**Stored entries**
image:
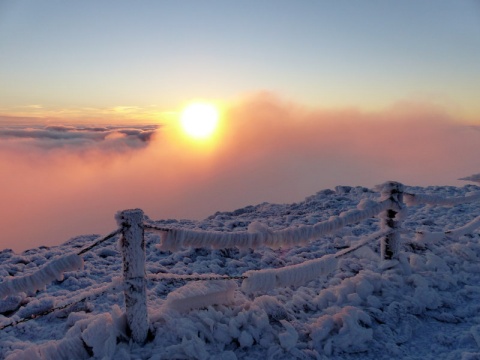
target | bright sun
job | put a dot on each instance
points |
(199, 120)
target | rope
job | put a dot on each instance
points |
(98, 292)
(155, 227)
(36, 316)
(175, 277)
(101, 240)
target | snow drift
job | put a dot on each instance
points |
(423, 305)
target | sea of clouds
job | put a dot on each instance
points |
(61, 180)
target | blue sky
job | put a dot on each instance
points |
(159, 54)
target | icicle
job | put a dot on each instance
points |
(201, 294)
(31, 283)
(295, 275)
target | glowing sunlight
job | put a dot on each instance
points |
(199, 120)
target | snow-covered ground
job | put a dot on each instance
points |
(424, 306)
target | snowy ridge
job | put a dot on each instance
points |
(201, 294)
(294, 275)
(470, 227)
(418, 199)
(258, 236)
(425, 305)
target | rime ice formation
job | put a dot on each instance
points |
(196, 295)
(259, 236)
(296, 275)
(422, 305)
(36, 281)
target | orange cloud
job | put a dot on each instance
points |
(269, 150)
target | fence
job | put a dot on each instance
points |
(390, 208)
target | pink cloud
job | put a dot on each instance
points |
(270, 150)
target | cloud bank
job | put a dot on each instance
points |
(77, 138)
(268, 150)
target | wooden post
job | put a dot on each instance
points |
(392, 219)
(133, 251)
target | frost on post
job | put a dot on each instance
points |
(391, 218)
(133, 251)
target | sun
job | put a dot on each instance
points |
(199, 120)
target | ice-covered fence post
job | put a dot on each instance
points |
(391, 218)
(133, 251)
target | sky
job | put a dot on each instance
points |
(312, 94)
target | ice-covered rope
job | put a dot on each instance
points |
(468, 228)
(197, 277)
(418, 199)
(115, 285)
(300, 274)
(51, 271)
(259, 235)
(99, 241)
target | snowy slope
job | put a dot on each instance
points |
(424, 307)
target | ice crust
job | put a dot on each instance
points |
(336, 299)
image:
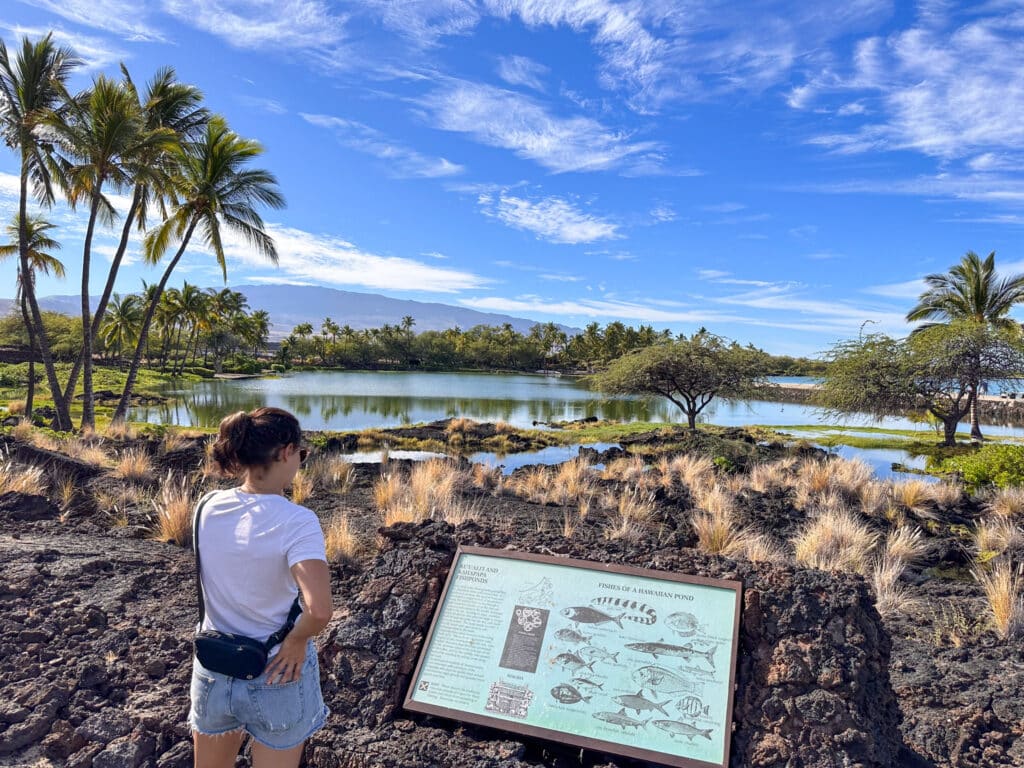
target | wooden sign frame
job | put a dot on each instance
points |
(483, 574)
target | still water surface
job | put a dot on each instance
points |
(360, 399)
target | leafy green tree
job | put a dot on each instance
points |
(932, 371)
(32, 89)
(213, 186)
(39, 261)
(970, 291)
(690, 373)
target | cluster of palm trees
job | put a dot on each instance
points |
(189, 328)
(181, 165)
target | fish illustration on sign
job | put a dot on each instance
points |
(571, 662)
(684, 625)
(593, 653)
(584, 614)
(565, 693)
(632, 610)
(621, 719)
(659, 679)
(692, 707)
(682, 728)
(638, 702)
(682, 651)
(588, 683)
(571, 636)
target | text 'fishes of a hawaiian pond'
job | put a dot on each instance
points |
(565, 693)
(621, 719)
(666, 649)
(639, 702)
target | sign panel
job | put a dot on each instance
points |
(626, 660)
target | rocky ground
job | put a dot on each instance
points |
(95, 619)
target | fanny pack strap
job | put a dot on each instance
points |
(293, 614)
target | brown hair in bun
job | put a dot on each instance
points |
(253, 438)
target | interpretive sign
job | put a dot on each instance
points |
(627, 660)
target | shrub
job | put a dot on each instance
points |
(1001, 466)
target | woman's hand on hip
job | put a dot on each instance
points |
(286, 667)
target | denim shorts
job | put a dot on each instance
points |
(279, 716)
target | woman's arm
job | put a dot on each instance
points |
(313, 579)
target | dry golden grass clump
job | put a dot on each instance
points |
(1001, 585)
(133, 464)
(460, 426)
(631, 517)
(891, 595)
(340, 539)
(431, 492)
(22, 479)
(571, 482)
(693, 470)
(836, 541)
(332, 472)
(1007, 502)
(947, 494)
(174, 510)
(173, 440)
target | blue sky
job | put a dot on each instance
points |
(781, 173)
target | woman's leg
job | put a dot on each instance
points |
(219, 751)
(264, 757)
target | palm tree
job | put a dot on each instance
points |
(970, 291)
(32, 88)
(213, 186)
(102, 137)
(166, 104)
(39, 260)
(120, 328)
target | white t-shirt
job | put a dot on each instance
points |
(248, 544)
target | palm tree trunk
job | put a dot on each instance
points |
(88, 414)
(97, 318)
(975, 423)
(121, 414)
(59, 403)
(31, 391)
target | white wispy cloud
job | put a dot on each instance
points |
(521, 71)
(127, 18)
(307, 26)
(554, 219)
(402, 160)
(262, 103)
(512, 121)
(663, 213)
(326, 259)
(935, 84)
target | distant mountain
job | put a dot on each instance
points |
(290, 305)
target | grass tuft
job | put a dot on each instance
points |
(836, 541)
(1001, 585)
(20, 479)
(174, 509)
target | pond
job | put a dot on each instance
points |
(360, 399)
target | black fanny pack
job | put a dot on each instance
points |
(235, 655)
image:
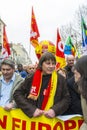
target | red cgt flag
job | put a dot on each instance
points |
(60, 57)
(34, 33)
(5, 47)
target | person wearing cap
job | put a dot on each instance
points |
(9, 82)
(44, 92)
(21, 71)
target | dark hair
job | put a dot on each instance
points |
(46, 56)
(9, 62)
(81, 67)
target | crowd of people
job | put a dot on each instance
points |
(41, 90)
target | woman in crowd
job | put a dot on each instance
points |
(80, 74)
(44, 92)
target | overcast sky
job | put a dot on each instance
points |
(50, 15)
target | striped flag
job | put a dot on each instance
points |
(34, 33)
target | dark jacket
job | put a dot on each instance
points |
(75, 105)
(28, 106)
(69, 72)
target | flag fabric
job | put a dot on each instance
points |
(60, 56)
(34, 33)
(5, 47)
(69, 48)
(84, 32)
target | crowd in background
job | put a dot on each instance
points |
(70, 83)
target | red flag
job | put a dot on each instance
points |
(60, 57)
(5, 47)
(34, 33)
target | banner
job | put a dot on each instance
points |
(17, 120)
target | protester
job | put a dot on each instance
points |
(70, 59)
(80, 74)
(44, 92)
(9, 81)
(75, 104)
(31, 69)
(21, 71)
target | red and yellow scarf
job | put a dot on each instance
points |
(51, 89)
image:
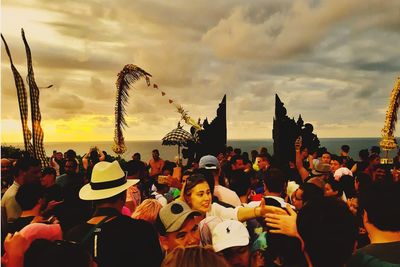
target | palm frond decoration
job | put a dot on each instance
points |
(127, 77)
(388, 141)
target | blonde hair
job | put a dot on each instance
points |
(194, 256)
(148, 210)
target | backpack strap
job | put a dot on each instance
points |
(93, 229)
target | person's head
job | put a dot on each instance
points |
(46, 253)
(305, 193)
(326, 157)
(263, 150)
(253, 154)
(134, 168)
(231, 239)
(70, 154)
(263, 161)
(156, 154)
(237, 151)
(5, 167)
(275, 181)
(197, 193)
(27, 170)
(48, 177)
(237, 162)
(177, 225)
(211, 164)
(362, 181)
(194, 256)
(161, 188)
(374, 160)
(380, 201)
(363, 154)
(336, 163)
(328, 230)
(147, 210)
(59, 156)
(70, 167)
(304, 152)
(333, 189)
(322, 170)
(136, 156)
(375, 150)
(29, 196)
(345, 148)
(108, 185)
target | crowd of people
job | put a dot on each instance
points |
(231, 209)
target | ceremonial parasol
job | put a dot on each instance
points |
(178, 137)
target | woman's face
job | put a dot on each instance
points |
(200, 197)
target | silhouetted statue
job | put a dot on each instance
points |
(212, 139)
(285, 131)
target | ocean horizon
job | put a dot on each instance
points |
(144, 147)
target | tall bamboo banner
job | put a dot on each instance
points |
(22, 102)
(38, 134)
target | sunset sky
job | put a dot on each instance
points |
(334, 62)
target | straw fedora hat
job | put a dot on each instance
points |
(108, 179)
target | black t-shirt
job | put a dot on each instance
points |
(20, 223)
(122, 241)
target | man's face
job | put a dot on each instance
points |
(188, 235)
(240, 256)
(334, 165)
(69, 168)
(47, 180)
(156, 155)
(5, 167)
(262, 163)
(32, 175)
(59, 156)
(238, 165)
(326, 158)
(297, 198)
(304, 153)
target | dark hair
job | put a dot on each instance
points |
(49, 170)
(345, 148)
(237, 151)
(28, 195)
(193, 180)
(375, 150)
(336, 186)
(134, 167)
(239, 182)
(364, 181)
(275, 180)
(336, 158)
(311, 192)
(347, 185)
(113, 199)
(328, 230)
(380, 201)
(199, 176)
(70, 154)
(235, 158)
(46, 253)
(75, 164)
(363, 154)
(23, 164)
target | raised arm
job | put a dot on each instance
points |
(299, 164)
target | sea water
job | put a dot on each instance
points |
(169, 152)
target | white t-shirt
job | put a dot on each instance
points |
(160, 198)
(227, 196)
(223, 212)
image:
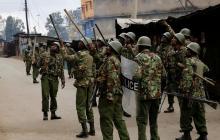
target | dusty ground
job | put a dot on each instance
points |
(21, 117)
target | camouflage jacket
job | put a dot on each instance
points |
(186, 82)
(128, 52)
(99, 57)
(109, 76)
(36, 58)
(149, 74)
(51, 65)
(191, 83)
(83, 68)
(27, 55)
(200, 68)
(163, 51)
(174, 72)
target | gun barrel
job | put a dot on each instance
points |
(209, 102)
(70, 18)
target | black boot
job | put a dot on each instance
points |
(92, 129)
(45, 117)
(84, 133)
(170, 109)
(54, 116)
(185, 136)
(202, 137)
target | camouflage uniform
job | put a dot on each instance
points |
(111, 110)
(194, 87)
(129, 52)
(34, 66)
(70, 51)
(174, 72)
(27, 59)
(149, 74)
(51, 67)
(99, 56)
(83, 75)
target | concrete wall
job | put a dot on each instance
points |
(106, 11)
(116, 7)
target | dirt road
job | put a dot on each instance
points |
(21, 116)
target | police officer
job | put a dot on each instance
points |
(27, 59)
(149, 74)
(175, 61)
(129, 50)
(70, 51)
(35, 59)
(193, 86)
(84, 79)
(51, 68)
(110, 101)
(163, 49)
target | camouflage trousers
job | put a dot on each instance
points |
(69, 68)
(192, 111)
(147, 109)
(35, 72)
(111, 113)
(28, 67)
(49, 86)
(83, 95)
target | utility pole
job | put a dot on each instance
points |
(26, 14)
(134, 15)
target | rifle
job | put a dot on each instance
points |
(70, 18)
(94, 33)
(58, 36)
(207, 80)
(213, 104)
(94, 91)
(35, 40)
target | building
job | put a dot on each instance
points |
(87, 7)
(72, 31)
(104, 12)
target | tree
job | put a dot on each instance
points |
(59, 23)
(12, 27)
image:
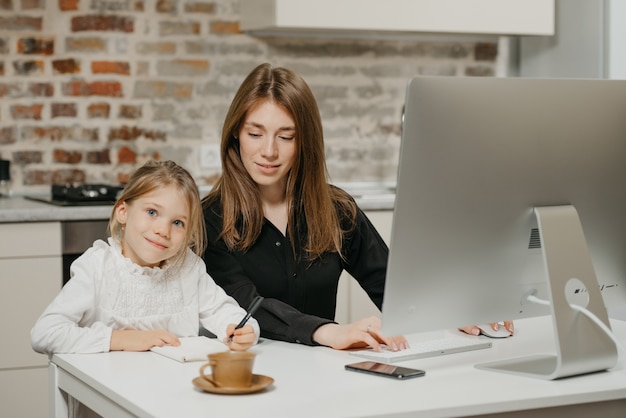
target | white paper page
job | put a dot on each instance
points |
(192, 349)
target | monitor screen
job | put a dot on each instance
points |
(478, 157)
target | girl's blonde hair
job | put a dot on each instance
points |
(157, 174)
(317, 210)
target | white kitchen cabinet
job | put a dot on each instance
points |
(352, 301)
(30, 266)
(491, 17)
(589, 42)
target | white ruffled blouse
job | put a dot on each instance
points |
(108, 291)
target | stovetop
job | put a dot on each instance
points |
(80, 195)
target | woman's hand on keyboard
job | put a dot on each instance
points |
(360, 334)
(474, 330)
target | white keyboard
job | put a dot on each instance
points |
(429, 348)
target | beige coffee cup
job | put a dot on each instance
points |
(232, 369)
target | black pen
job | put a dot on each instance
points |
(251, 310)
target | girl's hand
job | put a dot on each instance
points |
(243, 337)
(135, 340)
(363, 333)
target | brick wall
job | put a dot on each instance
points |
(90, 89)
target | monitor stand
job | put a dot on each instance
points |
(581, 345)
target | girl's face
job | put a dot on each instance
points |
(155, 226)
(267, 145)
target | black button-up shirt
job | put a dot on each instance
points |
(299, 295)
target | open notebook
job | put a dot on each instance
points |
(191, 349)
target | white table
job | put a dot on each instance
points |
(311, 382)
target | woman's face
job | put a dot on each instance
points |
(267, 145)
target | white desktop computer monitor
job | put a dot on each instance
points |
(509, 187)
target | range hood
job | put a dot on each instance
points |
(363, 17)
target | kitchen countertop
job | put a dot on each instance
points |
(20, 209)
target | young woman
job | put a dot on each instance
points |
(147, 285)
(277, 228)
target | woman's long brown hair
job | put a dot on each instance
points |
(317, 211)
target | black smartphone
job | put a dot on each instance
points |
(387, 370)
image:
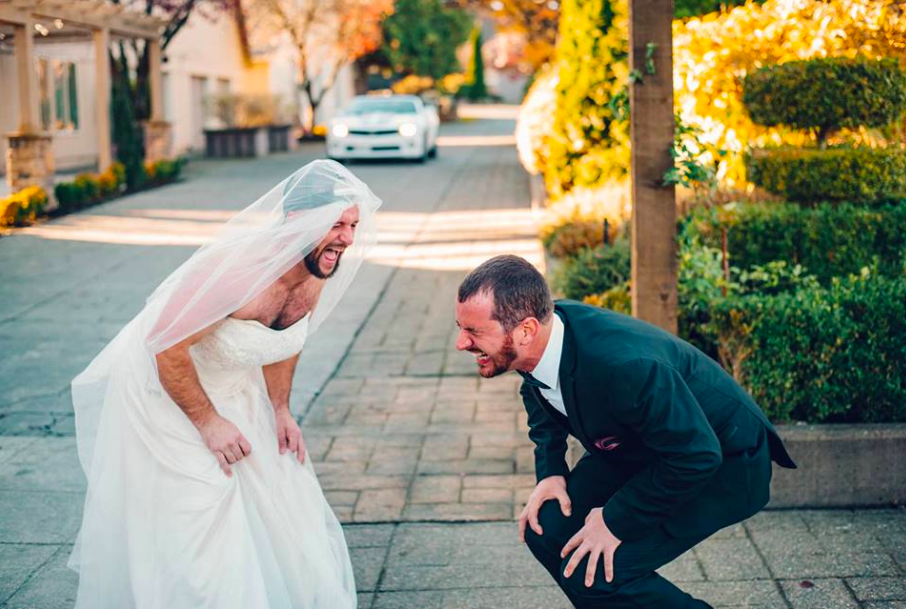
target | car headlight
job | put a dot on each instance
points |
(408, 129)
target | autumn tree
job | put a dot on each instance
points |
(326, 34)
(176, 14)
(421, 37)
(536, 20)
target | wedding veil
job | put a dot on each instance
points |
(248, 254)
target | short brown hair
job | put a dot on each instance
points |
(518, 289)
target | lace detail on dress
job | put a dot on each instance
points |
(238, 344)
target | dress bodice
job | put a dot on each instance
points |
(238, 344)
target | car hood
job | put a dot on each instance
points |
(376, 120)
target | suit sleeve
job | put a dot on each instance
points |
(652, 398)
(549, 438)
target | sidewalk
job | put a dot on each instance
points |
(424, 462)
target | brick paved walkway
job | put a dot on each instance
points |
(424, 462)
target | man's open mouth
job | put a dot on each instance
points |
(332, 254)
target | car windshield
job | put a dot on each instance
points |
(382, 106)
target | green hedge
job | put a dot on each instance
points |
(828, 240)
(835, 174)
(833, 354)
(594, 270)
(827, 93)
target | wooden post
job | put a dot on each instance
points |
(155, 80)
(28, 79)
(102, 97)
(653, 204)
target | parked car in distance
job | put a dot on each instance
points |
(381, 127)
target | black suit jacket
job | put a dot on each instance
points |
(685, 434)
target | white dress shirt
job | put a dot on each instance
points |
(548, 369)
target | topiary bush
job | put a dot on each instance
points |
(829, 240)
(833, 354)
(835, 174)
(827, 93)
(824, 95)
(593, 271)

**GOAL OF THE EXERCISE**
Give again the lines from the line holding "target | man's open mouth" through the close of the listing, both included, exactly as written and with nothing else.

**RESULT**
target | man's open mouth
job | put a dot on each instance
points |
(332, 254)
target | car windshield
job | put a dot on each instance
points |
(382, 106)
target | green hedge
job | put a dot on each instance
points |
(828, 240)
(835, 174)
(833, 354)
(594, 270)
(827, 93)
target | wooden post
job | put a dot on each instance
points |
(155, 80)
(28, 79)
(102, 97)
(653, 204)
target | parked car in distance
job | put a dot on each instance
points |
(381, 127)
target | black suit jacket
job | put a dot on each instance
points |
(685, 434)
target | white dress shirt
job | put a dot on each instance
points |
(548, 369)
target | topiary bush
job | put a dot on each instance
points |
(829, 240)
(833, 354)
(835, 174)
(827, 93)
(824, 95)
(593, 271)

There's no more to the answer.